## WHAT TO WORK ON
Return the whole listing, line for line, without the pictures in it.
+ + + + +
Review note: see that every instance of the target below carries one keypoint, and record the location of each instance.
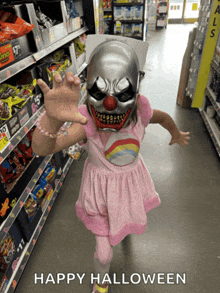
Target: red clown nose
(110, 103)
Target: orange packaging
(6, 55)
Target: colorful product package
(30, 206)
(12, 26)
(79, 45)
(7, 252)
(12, 167)
(25, 146)
(118, 13)
(48, 175)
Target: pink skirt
(115, 204)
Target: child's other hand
(61, 102)
(181, 139)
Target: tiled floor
(182, 237)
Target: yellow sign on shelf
(207, 55)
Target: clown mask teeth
(110, 119)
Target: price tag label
(4, 137)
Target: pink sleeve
(145, 110)
(90, 128)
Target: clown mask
(113, 82)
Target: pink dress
(116, 189)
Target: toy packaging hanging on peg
(12, 26)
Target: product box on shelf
+ + + + +
## FINAL ANSWER
Review note: see that every instance of the target below carries one keypoint, and record the location of each instance.
Target: red clown nose
(110, 103)
Target: orange packaging
(6, 55)
Target: colorful product package
(30, 206)
(12, 26)
(79, 45)
(7, 252)
(12, 167)
(25, 146)
(118, 13)
(48, 175)
Target: pink skirt
(115, 204)
Target: child's other hand
(61, 102)
(181, 139)
Target: tiled floor
(182, 237)
Target: yellow sign on shelf
(207, 55)
Target: clown mask teeth
(110, 119)
Target: price tag label
(4, 137)
Target: pink sleeve
(145, 110)
(90, 128)
Target: clown mask
(113, 82)
Target: pink dress
(116, 189)
Target: toy packaging hanging on peg
(12, 26)
Target: product box on shelf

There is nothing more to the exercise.